## [Extract provided]
NVIDIA at NeurIPS: Open Models and Tools for Digital and Physical AI
NVIDIA announced a wave of open models, datasets and tools at NeurIPS that aim straight at developer needs - from autonomous driving and robotics to speech, safety and reinforcement learning. A new Open Index by Artificial Analysis also recognized the company's Nemotron stack for openness and transparency across licensing, data and documentation.
Below is a practical breakdown of what matters, why it matters and where to start.
Physical AI: DRIVE Alpamayo-R1 and the Cosmos Stack
DRIVE Alpamayo-R1 (AR1): Reasoning VLA for Autonomous Driving
AR1 is an open, industry-scale reasoning vision-language-action model for mobility. It blends chain-of-thought reasoning with path planning to handle nuanced road situations - from pedestrian-dense intersections to blocked lanes and tricky merges.
The model evaluates multiple trajectories, explains its decisions with reasoning traces and plans the next move using context. Post-training with reinforcement learning significantly boosts reasoning over the base model.
- Open foundation: Built on NVIDIA Cosmos Reason, available for non-commercial research.
- Access: Code on GitHub and Hugging Face; subset of training/eval data in NVIDIA Physical AI Open Datasets.
- Evaluation: AlpaSim released as an open framework to test AR1.
Cosmos Cookbook + Example Workflows
The Cosmos Cookbook gives step-by-step recipes for building physical AI with data curation, synthetic generation and evaluation. If you're building AV, robotics or simulation tooling, this is a useful starting point.

## [Exercise requirements]
Reproduce the NVIDIA NeurIPS announcement word for word, from its title through the final sentence.

## [Data excerpt]
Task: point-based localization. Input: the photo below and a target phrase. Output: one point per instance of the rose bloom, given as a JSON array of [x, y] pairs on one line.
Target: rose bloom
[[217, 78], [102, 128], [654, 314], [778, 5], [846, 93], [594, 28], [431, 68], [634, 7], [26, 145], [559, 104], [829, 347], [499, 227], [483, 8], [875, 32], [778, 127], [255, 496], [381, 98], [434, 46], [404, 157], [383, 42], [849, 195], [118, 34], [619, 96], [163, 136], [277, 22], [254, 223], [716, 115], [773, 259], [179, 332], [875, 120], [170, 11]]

## [Completed task]
NVIDIA at NeurIPS: Open Models and Tools for Digital and Physical AI
NVIDIA announced a wave of open models, datasets and tools at NeurIPS that aim straight at developer needs - from autonomous driving and robotics to speech, safety and reinforcement learning. A new Open Index by Artificial Analysis also recognized the company's Nemotron stack for openness and transparency across licensing, data and documentation.
Below is a practical breakdown of what matters, why it matters and where to start.
Physical AI: DRIVE Alpamayo-R1 and the Cosmos Stack
DRIVE Alpamayo-R1 (AR1): Reasoning VLA for Autonomous Driving
AR1 is an open, industry-scale reasoning vision-language-action model for mobility. It blends chain-of-thought reasoning with path planning to handle nuanced road situations - from pedestrian-dense intersections to blocked lanes and tricky merges.
The model evaluates multiple trajectories, explains its decisions with reasoning traces and plans the next move using context. Post-training with reinforcement learning significantly boosts reasoning over the base model.
- Open foundation: Built on NVIDIA Cosmos Reason, available for non-commercial research.
- Access: Code on GitHub and Hugging Face; subset of training/eval data in NVIDIA Physical AI Open Datasets.
- Evaluation: AlpaSim released as an open framework to test AR1.
Cosmos Cookbook + Example Workflows
The Cosmos Cookbook gives step-by-step recipes for building physical AI with data curation, synthetic generation and evaluation. If you're building AV, robotics or simulation tooling, this is a useful starting point.